**Exercise brief**. Rename "positive clicks" to "foreground clicks" throughout the records below, and give the lines again with everything else unchanged.

↓↓↓

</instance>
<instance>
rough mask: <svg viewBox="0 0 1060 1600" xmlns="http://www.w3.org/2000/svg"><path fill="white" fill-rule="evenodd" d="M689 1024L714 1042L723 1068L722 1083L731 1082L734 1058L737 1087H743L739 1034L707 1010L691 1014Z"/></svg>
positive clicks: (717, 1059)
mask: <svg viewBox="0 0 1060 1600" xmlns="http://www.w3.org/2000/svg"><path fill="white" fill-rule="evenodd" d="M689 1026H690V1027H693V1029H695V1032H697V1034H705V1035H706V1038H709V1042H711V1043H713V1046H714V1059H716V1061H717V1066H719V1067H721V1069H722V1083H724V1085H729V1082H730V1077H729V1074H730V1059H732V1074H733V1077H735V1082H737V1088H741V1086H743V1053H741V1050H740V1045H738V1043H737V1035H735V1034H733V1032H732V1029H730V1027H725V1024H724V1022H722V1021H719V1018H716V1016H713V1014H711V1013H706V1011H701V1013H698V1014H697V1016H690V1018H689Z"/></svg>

↑↑↑

**Answer to this task**.
</instance>
<instance>
rough mask: <svg viewBox="0 0 1060 1600" xmlns="http://www.w3.org/2000/svg"><path fill="white" fill-rule="evenodd" d="M689 1024L714 1042L723 1068L722 1083L731 1082L734 1058L737 1087H743L739 1034L707 1010L691 1014Z"/></svg>
foreground clicks: (717, 1059)
mask: <svg viewBox="0 0 1060 1600" xmlns="http://www.w3.org/2000/svg"><path fill="white" fill-rule="evenodd" d="M689 1026H690V1027H693V1029H695V1032H697V1034H705V1035H706V1038H709V1042H711V1043H713V1046H714V1059H716V1061H717V1066H719V1067H721V1069H722V1083H724V1085H729V1082H730V1077H729V1074H730V1059H732V1074H733V1077H735V1082H737V1088H741V1086H743V1053H741V1050H740V1045H738V1043H737V1035H735V1034H733V1032H732V1029H730V1027H725V1024H724V1022H722V1021H719V1018H716V1016H713V1014H711V1013H706V1011H701V1013H698V1014H697V1016H690V1018H689Z"/></svg>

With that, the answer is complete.